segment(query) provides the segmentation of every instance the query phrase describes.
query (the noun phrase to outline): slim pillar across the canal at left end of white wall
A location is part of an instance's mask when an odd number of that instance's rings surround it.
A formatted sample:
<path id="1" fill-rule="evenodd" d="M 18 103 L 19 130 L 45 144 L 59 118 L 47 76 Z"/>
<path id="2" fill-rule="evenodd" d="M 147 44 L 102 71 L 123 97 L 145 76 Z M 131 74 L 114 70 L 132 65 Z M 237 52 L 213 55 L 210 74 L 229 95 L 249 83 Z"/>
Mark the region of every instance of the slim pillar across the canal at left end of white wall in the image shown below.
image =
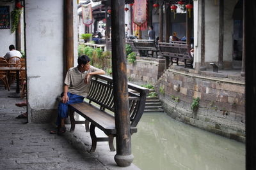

=====

> [EXERCISE]: Give back an exact copy of only the lines from the one with "A location is" through the final line of the material, both included. Pictures do not belong in it.

> [TASK ANSWER]:
A location is part of an instance's mask when an odd number of that instance's rings surround it.
A formatted sample:
<path id="1" fill-rule="evenodd" d="M 18 103 L 19 130 L 45 144 L 59 118 L 47 76 Z"/>
<path id="2" fill-rule="evenodd" d="M 147 44 L 102 71 L 123 97 L 145 76 Z M 131 74 L 114 70 L 132 65 Z M 237 52 L 213 55 L 210 74 L 229 95 L 249 83 Z"/>
Mark the region of every instance of the slim pillar across the canal at left end of white wall in the image shown below.
image =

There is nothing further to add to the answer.